Check every line of the data below for the word "golden", then give only the number of lines that have it.
─── INPUT DATA ───
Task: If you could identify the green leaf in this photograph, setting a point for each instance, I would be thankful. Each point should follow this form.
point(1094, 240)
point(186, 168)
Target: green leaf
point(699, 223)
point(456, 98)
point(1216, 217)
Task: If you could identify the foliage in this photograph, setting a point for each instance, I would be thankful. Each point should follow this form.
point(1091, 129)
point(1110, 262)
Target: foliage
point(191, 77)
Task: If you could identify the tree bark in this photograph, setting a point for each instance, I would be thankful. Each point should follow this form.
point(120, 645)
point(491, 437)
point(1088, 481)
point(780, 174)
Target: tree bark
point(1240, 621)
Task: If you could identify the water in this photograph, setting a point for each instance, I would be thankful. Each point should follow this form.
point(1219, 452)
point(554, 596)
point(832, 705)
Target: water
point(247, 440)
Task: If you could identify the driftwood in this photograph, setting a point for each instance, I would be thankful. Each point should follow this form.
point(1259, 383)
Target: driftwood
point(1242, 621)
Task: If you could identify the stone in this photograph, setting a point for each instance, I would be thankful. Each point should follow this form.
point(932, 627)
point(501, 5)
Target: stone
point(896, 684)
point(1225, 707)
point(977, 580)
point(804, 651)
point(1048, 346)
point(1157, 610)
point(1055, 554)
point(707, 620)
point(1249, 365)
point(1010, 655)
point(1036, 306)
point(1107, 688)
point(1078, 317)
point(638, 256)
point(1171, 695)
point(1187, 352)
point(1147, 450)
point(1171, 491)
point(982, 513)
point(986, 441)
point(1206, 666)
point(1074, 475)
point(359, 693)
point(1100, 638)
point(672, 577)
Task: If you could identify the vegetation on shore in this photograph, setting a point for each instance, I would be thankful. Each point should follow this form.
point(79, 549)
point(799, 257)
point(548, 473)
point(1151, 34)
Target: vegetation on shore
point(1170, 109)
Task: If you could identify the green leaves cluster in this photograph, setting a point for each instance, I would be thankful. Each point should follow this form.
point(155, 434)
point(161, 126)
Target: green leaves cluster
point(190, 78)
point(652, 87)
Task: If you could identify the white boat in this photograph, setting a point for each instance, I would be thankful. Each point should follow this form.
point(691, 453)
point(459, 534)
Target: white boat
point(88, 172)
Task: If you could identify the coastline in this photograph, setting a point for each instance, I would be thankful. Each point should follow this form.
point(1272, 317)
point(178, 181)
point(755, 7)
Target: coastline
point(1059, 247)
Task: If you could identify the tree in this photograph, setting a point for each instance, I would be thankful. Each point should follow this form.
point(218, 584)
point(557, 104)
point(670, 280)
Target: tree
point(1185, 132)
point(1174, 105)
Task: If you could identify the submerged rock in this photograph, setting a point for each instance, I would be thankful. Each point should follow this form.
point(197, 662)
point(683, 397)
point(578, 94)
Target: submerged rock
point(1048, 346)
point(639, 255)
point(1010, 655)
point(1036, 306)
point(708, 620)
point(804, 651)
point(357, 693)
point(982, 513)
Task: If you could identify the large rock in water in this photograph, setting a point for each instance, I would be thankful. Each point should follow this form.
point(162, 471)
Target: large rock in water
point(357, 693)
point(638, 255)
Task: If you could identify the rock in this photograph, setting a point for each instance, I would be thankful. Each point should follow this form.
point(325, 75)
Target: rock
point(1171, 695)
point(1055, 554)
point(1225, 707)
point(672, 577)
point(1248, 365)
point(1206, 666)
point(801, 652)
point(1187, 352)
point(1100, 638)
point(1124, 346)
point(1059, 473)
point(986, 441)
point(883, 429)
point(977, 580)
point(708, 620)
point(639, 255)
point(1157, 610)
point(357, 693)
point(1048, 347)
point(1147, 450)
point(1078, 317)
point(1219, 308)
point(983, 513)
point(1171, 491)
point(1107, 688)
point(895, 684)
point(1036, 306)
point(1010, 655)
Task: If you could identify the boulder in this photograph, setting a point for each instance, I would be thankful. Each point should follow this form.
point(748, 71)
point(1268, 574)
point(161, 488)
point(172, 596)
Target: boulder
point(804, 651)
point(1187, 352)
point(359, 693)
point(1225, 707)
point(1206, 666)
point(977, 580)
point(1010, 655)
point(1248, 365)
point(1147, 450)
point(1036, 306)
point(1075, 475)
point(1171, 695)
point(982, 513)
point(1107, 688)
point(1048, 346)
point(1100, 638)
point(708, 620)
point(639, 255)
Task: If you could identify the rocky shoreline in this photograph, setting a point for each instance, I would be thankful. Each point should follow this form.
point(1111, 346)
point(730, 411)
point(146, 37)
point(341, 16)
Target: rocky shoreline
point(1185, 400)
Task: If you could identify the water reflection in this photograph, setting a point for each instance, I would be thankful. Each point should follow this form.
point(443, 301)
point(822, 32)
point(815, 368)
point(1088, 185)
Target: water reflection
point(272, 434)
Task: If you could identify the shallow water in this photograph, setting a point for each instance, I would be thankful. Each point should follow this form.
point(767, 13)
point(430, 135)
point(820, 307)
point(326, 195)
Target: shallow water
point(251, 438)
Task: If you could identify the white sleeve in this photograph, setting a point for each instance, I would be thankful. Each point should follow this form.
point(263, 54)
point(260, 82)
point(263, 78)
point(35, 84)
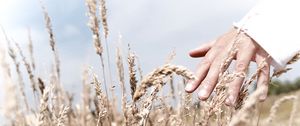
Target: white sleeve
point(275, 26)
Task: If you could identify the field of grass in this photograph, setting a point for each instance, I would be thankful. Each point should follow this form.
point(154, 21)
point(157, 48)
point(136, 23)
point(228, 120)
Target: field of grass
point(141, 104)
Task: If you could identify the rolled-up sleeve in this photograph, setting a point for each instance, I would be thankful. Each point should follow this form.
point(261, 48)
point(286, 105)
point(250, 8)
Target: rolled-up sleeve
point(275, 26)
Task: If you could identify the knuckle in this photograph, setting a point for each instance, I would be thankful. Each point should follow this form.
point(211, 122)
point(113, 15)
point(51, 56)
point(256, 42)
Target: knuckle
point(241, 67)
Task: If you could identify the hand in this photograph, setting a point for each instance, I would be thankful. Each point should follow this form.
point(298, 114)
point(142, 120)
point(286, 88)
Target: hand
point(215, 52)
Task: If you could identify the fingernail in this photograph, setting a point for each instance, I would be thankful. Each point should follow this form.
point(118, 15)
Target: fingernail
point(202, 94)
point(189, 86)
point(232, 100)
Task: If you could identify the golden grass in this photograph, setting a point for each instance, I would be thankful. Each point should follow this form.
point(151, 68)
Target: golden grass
───
TASK SOLUTION:
2